▶ Requirements
Reproduce the items below with "even-odd rule" changed to "nonzero winding rule" and every other character left unchanged.

▶ Provided information
§ §

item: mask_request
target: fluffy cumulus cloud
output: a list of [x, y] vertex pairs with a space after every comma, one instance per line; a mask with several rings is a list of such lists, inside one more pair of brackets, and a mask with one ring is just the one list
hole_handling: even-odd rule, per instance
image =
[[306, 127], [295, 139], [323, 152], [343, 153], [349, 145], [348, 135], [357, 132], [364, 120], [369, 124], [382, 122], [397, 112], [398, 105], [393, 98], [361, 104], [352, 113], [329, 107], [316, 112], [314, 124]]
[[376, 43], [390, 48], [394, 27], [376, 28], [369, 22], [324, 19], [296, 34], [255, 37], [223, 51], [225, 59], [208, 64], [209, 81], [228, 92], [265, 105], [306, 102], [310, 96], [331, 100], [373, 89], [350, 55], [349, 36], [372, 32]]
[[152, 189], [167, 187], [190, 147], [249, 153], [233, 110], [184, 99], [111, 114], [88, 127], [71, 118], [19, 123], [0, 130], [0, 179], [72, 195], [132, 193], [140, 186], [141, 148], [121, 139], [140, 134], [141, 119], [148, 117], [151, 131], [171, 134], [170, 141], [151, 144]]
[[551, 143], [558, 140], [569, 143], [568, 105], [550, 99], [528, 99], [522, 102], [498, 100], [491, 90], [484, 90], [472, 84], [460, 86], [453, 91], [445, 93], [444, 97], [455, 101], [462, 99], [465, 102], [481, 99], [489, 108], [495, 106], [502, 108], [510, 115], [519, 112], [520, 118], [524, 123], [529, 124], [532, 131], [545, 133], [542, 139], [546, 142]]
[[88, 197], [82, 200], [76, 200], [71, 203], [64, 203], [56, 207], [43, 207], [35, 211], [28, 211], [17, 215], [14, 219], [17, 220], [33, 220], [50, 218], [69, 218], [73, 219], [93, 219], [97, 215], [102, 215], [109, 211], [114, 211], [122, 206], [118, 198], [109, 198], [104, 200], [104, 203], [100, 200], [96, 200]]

§ §

▶ Solution to this problem
item: mask_request
target: fluffy cumulus cloud
output: a list of [x, y] vertex pairs with a space after every comma, one instance per line; a mask with several rings is a list of such lists, inside one more pair of brackets, and a mask with one ring is just the one list
hole_handling: nonzero winding rule, per instance
image =
[[306, 127], [295, 139], [323, 152], [343, 153], [349, 145], [348, 135], [357, 132], [364, 120], [369, 124], [382, 122], [397, 112], [398, 105], [393, 98], [361, 104], [352, 113], [329, 107], [316, 112], [314, 124]]
[[376, 43], [390, 48], [394, 27], [376, 28], [369, 22], [324, 19], [296, 34], [255, 37], [223, 51], [225, 59], [208, 64], [209, 81], [228, 92], [265, 105], [306, 102], [310, 96], [331, 100], [373, 89], [350, 55], [349, 36], [372, 32]]
[[152, 189], [167, 187], [190, 147], [249, 153], [233, 110], [184, 99], [111, 114], [88, 127], [71, 118], [19, 123], [0, 130], [0, 179], [72, 195], [132, 193], [140, 186], [141, 148], [121, 139], [140, 134], [141, 119], [148, 117], [151, 131], [171, 134], [170, 141], [151, 144]]
[[551, 143], [558, 140], [569, 143], [568, 105], [550, 99], [528, 99], [522, 102], [498, 100], [491, 90], [484, 90], [472, 84], [460, 86], [453, 91], [445, 93], [444, 97], [455, 101], [462, 99], [465, 102], [481, 99], [489, 108], [495, 106], [502, 108], [510, 115], [519, 112], [520, 118], [524, 123], [529, 124], [532, 131], [545, 133], [542, 139], [546, 142]]
[[88, 197], [82, 200], [76, 200], [71, 203], [64, 203], [56, 207], [43, 207], [35, 211], [28, 211], [17, 215], [14, 219], [17, 220], [33, 220], [50, 218], [69, 218], [73, 219], [93, 219], [97, 215], [102, 215], [109, 211], [114, 211], [122, 206], [118, 198], [109, 198], [104, 200], [104, 203], [100, 200], [96, 200]]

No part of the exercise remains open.